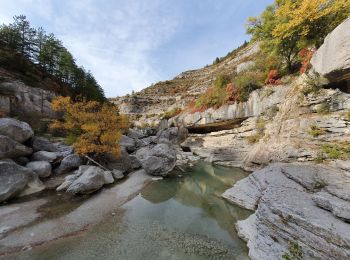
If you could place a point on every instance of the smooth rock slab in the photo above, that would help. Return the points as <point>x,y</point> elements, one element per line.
<point>69,163</point>
<point>41,168</point>
<point>15,129</point>
<point>13,179</point>
<point>44,156</point>
<point>43,144</point>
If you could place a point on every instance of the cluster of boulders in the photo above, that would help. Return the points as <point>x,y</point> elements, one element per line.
<point>27,161</point>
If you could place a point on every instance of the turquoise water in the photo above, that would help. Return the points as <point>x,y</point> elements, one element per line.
<point>181,217</point>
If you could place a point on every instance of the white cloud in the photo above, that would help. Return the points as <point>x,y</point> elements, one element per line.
<point>113,39</point>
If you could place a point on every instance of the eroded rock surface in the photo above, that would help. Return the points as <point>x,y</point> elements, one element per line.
<point>295,204</point>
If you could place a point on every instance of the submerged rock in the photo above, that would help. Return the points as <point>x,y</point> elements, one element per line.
<point>15,129</point>
<point>11,149</point>
<point>159,160</point>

- [To do]
Set the entries down again exactly. Do not include the images.

- [The response]
If you could place a point on every instance of the smooth rock slab in the photo above, that would help. Return the points as <point>x,y</point> elements, one element per line.
<point>69,163</point>
<point>41,168</point>
<point>15,129</point>
<point>13,179</point>
<point>44,156</point>
<point>43,144</point>
If you could place a point on every instance of the cluster of boulders in the photo above, that would help. Return the points as <point>x,y</point> elements, one element per line.
<point>27,161</point>
If you could place a point on every instance of the turquoise water in the photo above, that would help. Return the points as <point>x,y</point> elements, one element per line.
<point>181,217</point>
If you could place a point on every instance of the white cloud in the photo above, that would help. Return the points as <point>x,y</point> elements, one element per line.
<point>113,39</point>
If you could place a point on every instance of the eroded rock surface in the photo above, that would help. Return the points as <point>x,y</point> elements, one element per line.
<point>295,204</point>
If you could place a point on every instance of the submerged rock in the photo above, that would help. Return the points as <point>x,y</point> elements, one element per line.
<point>15,129</point>
<point>11,149</point>
<point>159,160</point>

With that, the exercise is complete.